Page 48
The Formation of the Modern East Asian Economy

Thus, a Chinese ship heading overseas needed formal stamped approval from four separate government offices; its officers and crew all required separate personal guarantees of good conduct from village or urban neighbors; their papers would be checked at all inspection points as they passed; the side of their boat would bear the owner's name; and from 1742 they were obliged to return to their motherland within as few as three years (in contrast to the five or 10 year voyages commonly undertaken in the Ming).22 The attitude of the Japanese government was even less welcoming, as over the course of the eighteenth century, it increasingly reduced the quota of Chinese ships allowed to trade in Nagasaki. From a peak of 194 in 1688, their number fell to just 30 in 1715, 20 in 1740, 10 in 1742 and in 1791, and eventually to just two in 1861.24 Thus, the Japanese ban on silver exports, combined with the import substitutions policy I explained last time, greatly reduced the overall importance of the China-Japan trade in the overseas operations of Chinese merchants. The best statistical indicators of this sharp decline in activity and profitability from the seventeenth century heyday are the maritime customs revenue figures from the four ports designated for foreign trade in 1685 and 1686. In 1745, the maritime taxes collected at the two Chinese ports dealing with overseas trade in northeast Asia, Ningbo, and Shanghai, accounted for just a fifth of the overall maritime taxes income. By 1786, although they register a small increase in revenue, their share of the total revenue for all four customs stations would drop to one tenth. Thus eight to nine-tenths of the maritime customs revenue came from overseas trade with southeast and South Asia and the West out of the ports of Amoy and Canton.25

     At mid-century, Amoy and Canton collected roughly equal amounts of customs duties, about 40% apiece of the total revenue. And as Chinese junks frequented both Amoy and Canton and Western boats only Canton, we can conclude that even if all the Chinese junks were taxed-which is most unlikely-their trade would have counted for more than the trade on Western boats at this time. Contrary then to the impression usually found in accounts of pre-Opium War Chinese overseas trade, the main story was Chinese trade with the rest of Asia.

SUPPLIED DATA |
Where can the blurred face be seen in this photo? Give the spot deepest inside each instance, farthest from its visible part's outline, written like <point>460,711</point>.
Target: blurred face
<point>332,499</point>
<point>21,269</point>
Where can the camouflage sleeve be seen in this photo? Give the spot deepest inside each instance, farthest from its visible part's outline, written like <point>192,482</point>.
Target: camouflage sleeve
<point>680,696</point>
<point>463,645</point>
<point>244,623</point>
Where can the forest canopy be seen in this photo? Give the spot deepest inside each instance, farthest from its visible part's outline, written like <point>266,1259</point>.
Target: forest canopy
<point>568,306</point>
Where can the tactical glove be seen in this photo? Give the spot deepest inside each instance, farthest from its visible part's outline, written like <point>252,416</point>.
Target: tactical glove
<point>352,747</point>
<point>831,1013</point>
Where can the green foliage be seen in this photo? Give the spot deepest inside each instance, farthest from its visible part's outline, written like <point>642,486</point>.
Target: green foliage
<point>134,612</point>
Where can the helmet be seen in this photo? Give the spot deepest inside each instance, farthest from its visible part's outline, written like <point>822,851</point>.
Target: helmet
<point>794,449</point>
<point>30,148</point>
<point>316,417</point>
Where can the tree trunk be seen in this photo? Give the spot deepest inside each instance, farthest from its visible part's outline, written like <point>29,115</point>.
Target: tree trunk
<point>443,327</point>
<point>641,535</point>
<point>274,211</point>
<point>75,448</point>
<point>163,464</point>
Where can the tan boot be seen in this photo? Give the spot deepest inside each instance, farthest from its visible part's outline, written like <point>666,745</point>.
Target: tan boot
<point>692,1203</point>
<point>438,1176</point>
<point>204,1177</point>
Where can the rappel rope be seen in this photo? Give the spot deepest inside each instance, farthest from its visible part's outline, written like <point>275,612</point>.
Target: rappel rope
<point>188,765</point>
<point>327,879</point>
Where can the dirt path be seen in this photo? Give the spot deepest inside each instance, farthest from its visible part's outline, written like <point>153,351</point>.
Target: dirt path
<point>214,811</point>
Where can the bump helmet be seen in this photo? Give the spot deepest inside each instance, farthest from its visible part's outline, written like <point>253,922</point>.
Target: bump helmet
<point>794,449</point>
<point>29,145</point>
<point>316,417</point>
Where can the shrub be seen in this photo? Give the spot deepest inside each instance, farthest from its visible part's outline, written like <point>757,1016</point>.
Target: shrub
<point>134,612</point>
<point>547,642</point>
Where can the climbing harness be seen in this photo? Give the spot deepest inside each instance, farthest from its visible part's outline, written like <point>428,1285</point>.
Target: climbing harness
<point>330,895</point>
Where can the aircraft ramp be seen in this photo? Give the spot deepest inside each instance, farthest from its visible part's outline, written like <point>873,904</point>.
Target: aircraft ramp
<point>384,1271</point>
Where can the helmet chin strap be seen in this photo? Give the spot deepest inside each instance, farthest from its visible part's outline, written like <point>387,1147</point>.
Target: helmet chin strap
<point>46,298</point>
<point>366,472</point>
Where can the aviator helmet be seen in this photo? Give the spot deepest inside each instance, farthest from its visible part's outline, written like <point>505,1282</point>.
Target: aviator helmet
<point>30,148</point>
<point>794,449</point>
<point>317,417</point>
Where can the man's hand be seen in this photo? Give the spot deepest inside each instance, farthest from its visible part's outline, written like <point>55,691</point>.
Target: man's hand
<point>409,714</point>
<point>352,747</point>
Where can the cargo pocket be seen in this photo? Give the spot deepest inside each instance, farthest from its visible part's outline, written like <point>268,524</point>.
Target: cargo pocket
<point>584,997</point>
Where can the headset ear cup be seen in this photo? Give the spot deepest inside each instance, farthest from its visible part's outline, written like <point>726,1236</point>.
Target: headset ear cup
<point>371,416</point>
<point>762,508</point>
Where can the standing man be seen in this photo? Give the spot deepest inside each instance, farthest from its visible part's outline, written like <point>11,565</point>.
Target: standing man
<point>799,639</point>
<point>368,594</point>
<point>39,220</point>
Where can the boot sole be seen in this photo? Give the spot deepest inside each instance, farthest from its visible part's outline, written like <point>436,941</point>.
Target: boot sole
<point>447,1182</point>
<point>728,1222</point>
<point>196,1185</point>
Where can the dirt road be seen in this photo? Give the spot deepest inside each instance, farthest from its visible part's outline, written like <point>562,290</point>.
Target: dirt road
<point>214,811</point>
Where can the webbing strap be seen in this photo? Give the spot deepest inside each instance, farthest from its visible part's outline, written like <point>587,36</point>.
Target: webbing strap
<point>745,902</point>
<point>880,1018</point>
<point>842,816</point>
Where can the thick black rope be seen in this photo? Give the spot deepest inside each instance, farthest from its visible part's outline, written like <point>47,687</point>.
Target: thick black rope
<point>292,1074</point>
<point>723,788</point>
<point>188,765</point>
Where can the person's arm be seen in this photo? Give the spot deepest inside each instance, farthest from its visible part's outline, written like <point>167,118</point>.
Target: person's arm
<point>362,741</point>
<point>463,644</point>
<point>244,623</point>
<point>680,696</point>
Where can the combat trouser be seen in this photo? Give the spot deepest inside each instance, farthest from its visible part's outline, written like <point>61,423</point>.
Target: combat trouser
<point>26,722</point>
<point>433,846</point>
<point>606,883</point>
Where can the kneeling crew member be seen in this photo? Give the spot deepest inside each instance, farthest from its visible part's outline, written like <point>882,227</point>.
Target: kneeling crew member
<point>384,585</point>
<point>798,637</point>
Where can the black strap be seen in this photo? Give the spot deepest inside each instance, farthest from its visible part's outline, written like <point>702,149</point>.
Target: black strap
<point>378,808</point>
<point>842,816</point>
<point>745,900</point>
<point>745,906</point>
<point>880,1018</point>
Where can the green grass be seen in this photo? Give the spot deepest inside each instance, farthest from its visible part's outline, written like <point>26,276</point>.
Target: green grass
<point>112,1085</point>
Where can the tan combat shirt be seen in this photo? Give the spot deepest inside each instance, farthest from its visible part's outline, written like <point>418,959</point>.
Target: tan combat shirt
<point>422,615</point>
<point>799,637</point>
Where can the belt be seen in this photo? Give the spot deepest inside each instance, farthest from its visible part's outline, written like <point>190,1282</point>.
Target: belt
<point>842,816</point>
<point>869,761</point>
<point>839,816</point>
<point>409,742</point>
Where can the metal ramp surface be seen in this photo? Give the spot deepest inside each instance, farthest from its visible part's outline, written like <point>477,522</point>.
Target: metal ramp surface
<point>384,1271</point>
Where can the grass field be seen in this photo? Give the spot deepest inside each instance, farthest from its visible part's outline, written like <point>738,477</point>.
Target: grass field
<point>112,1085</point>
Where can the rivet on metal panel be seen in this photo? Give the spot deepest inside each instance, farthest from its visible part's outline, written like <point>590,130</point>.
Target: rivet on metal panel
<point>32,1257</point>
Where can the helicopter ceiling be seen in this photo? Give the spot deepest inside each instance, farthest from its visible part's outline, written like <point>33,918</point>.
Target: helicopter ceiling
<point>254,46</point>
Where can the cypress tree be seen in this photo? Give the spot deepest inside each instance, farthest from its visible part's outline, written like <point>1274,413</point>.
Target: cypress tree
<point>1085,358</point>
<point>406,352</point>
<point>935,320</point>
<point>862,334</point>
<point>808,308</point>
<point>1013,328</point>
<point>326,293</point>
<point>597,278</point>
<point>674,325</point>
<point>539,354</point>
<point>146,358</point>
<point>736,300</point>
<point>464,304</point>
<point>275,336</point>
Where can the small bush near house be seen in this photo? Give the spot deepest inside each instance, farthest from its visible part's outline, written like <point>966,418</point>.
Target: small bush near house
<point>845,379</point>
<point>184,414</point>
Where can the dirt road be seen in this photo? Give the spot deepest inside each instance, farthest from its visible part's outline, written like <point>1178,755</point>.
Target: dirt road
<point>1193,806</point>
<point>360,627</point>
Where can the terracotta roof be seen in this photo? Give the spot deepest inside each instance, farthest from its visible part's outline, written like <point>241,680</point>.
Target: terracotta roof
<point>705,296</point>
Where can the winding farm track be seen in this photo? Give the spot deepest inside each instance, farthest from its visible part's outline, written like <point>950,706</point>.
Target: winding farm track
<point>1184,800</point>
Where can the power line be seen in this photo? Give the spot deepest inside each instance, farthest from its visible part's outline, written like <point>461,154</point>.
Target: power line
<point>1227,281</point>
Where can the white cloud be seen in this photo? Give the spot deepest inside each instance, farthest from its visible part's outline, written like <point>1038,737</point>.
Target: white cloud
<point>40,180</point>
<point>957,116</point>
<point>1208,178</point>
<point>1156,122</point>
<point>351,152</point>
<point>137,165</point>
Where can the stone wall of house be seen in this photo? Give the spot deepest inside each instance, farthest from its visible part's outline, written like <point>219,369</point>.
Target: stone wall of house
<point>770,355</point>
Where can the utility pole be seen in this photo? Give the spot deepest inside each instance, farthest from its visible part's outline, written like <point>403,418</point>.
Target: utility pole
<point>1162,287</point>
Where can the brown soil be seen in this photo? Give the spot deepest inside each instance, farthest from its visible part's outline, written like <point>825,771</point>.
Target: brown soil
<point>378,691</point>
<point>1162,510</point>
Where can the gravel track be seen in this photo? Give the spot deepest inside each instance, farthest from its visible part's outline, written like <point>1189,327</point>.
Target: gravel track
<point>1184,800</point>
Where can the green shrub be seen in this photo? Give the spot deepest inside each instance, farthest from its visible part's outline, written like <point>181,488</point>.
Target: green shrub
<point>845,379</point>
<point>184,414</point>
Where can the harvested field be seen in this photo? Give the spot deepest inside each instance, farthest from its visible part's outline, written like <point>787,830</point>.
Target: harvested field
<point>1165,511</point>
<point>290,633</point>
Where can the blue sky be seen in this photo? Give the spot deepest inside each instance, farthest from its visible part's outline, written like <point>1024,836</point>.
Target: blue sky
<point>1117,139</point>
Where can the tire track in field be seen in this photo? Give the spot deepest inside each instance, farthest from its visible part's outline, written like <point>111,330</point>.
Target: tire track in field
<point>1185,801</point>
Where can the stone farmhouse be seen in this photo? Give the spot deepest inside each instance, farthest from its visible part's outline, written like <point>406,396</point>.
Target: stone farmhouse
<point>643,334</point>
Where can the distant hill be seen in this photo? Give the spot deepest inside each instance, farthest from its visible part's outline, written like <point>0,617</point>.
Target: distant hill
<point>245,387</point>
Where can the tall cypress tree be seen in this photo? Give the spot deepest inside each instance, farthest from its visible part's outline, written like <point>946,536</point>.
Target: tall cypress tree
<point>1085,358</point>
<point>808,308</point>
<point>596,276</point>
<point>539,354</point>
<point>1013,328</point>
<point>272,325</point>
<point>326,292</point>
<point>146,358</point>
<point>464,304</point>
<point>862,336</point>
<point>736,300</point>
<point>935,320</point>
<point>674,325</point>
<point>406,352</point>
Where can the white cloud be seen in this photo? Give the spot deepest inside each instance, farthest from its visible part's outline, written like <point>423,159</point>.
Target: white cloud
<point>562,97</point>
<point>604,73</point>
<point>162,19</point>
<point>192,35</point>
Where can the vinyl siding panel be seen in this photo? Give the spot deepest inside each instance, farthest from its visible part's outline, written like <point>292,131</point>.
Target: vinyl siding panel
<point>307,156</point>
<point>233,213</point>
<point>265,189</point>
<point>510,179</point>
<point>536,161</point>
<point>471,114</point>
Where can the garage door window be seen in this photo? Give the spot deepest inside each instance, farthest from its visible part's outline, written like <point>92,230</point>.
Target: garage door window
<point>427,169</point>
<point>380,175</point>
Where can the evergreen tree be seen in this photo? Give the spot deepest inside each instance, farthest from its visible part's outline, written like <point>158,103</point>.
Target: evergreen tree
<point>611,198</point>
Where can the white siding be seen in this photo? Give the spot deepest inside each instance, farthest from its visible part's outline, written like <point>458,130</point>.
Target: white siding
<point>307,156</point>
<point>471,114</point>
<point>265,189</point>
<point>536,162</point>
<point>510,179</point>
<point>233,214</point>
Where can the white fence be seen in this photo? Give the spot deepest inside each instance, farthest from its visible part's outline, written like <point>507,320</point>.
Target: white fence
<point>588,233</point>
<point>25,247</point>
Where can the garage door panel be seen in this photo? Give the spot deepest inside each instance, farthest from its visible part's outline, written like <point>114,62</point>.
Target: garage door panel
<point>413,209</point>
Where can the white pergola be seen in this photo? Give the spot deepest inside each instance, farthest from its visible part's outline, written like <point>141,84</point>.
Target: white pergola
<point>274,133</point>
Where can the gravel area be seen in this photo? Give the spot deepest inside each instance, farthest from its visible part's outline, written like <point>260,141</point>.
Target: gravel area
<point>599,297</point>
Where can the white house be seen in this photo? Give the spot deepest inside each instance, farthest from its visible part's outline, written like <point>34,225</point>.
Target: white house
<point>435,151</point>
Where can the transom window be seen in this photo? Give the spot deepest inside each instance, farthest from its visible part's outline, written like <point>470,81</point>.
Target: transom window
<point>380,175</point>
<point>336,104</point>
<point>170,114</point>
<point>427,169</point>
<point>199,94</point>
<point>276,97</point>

GIVEN INSTRUCTION A | According to the passage on the East Asian economy, how many Chinese ships did Japan allow to trade in Nagasaki at the 1688 peak?
GIVEN INSTRUCTION B | List the Chinese ports designated for foreign trade that the passage on the East Asian economy names.
The lines shown come from a different source than the passage.

CORRECT OUTPUT A | 194

CORRECT OUTPUT B | Ningbo, Shanghai, Amoy, Canton